Objectives —
a) Reproduce verbatim the portion of the passage on the "Small Axe" awards campaign from "The category confusion" to "Actors Guild Awards.".
b) Extend the passage on the "Small Axe" awards campaign, beginning directly after its final sentence.

Text segment —
[BEGIN]

The “Lovers Rock” installment of “Small Axe” has been a fixture on critics’ lists of the year’s 10 best films. The Los Angeles Film Critics Association just named the complete five-film “Small Axe” collection the best single film of the year. But do not look for either title to show up in the Best Picture race at the Golden Globes, Critics’ Choice or industry guild awards — Amazon is campaigning “Small Axe” for those awards as a limited/anthology series and will presumably do the same for the Emmys and BAFTA when submissions open in the spring. (Like many British co-productions, it is ineligible altogether for the Writers Guild of America Awards.)
The category confusion does not end there. Letitia Wright, recently nominated as a supporting actress (in a feature film) by the Chicago Film Critics Association, and John Boyega, who appear in the “Mangrove” and “Red, White and Blue” installments, respectively, were initially submitted as leads at the Globes, but Amazon has since moved them to supporting, where performers with less than 50 percent of screen time across an entire anthology series must compete. “Mangrove,” the series’ opener, also features Shaun Parkes, who rounds out the names billed on publicity posters for the miniseries and will presumably figure into campaigning for the Emmys, which have more nomination slots for limited series actors than the Globes and more than twice as many as the Screen Actors Guild Awards.

[END]

Stored records —

[BEGIN]

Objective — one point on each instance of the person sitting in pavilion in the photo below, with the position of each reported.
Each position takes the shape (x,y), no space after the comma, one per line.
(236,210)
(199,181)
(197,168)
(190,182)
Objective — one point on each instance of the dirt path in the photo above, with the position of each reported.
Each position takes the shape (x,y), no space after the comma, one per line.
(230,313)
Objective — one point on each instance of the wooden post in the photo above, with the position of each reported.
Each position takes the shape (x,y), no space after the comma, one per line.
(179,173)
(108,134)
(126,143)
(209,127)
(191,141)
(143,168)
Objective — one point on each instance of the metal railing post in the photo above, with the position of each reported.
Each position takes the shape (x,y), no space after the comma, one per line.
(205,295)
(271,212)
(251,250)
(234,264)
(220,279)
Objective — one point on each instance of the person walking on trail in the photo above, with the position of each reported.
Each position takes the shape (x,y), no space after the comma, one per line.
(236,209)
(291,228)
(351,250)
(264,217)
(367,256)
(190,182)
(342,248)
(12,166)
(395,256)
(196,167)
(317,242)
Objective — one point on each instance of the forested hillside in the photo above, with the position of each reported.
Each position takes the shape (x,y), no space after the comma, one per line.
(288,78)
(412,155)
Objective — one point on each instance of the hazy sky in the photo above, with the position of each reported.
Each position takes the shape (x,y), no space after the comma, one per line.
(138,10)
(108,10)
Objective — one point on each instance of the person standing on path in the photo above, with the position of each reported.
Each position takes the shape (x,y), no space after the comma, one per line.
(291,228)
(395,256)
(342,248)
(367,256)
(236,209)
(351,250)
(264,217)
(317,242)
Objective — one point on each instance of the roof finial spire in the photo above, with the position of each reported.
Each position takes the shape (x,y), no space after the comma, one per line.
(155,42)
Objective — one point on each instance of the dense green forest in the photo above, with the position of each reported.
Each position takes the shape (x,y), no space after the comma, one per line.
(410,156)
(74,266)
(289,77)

[END]

Exercise answers —
a)
The category confusion does not end there. Letitia Wright, recently nominated as a supporting actress (in a feature film) by the Chicago Film Critics Association, and John Boyega, who appear in the “Mangrove” and “Red, White and Blue” installments, respectively, were initially submitted as leads at the Globes, but Amazon has since moved them to supporting, where performers with less than 50 percent of screen time across an entire anthology series must compete. “Mangrove,” the series’ opener, also features Shaun Parkes, who rounds out the names billed on publicity posters for the miniseries and will presumably figure into campaigning for the Emmys, which have more nomination slots for limited series actors than the Globes and more than twice as many as the Screen Actors Guild Awards.

b)
“Small Axe” was produced for and originally aired weekly on BBC One in the United Kingdom, with American streaming availability days later in November and December on Amazon Prime, where it is subtitled “Season 1” per the website’s naming conventions. The five standalone parts about West Indian immigrants in 1960s and ’70s London run from 63 to 128 minutes. Oscar winner Steve McQueen serves as director, executive producer, co-writer and co-editor.
Feature-length episodic anthologies were previously instructed at the Emmys to split themselves up and run individual installments as separate Best TV Movie entrants, but such programs will be considered in their entirety going forward in the Best Limited Series category, which is being renamed Best Limited/Anthology Series for the 2021 ceremony. (The equivalent Globe category has already been similarly renamed, but this has gone mostly unnoticed.) Adding to the confusion is that episodic anthologies that have not been feature-length variably have been forced to compete in the Best Comedy Series and Best Drama Series fields. The Emmys are also known to grant exceptions, even in clear-cut cases.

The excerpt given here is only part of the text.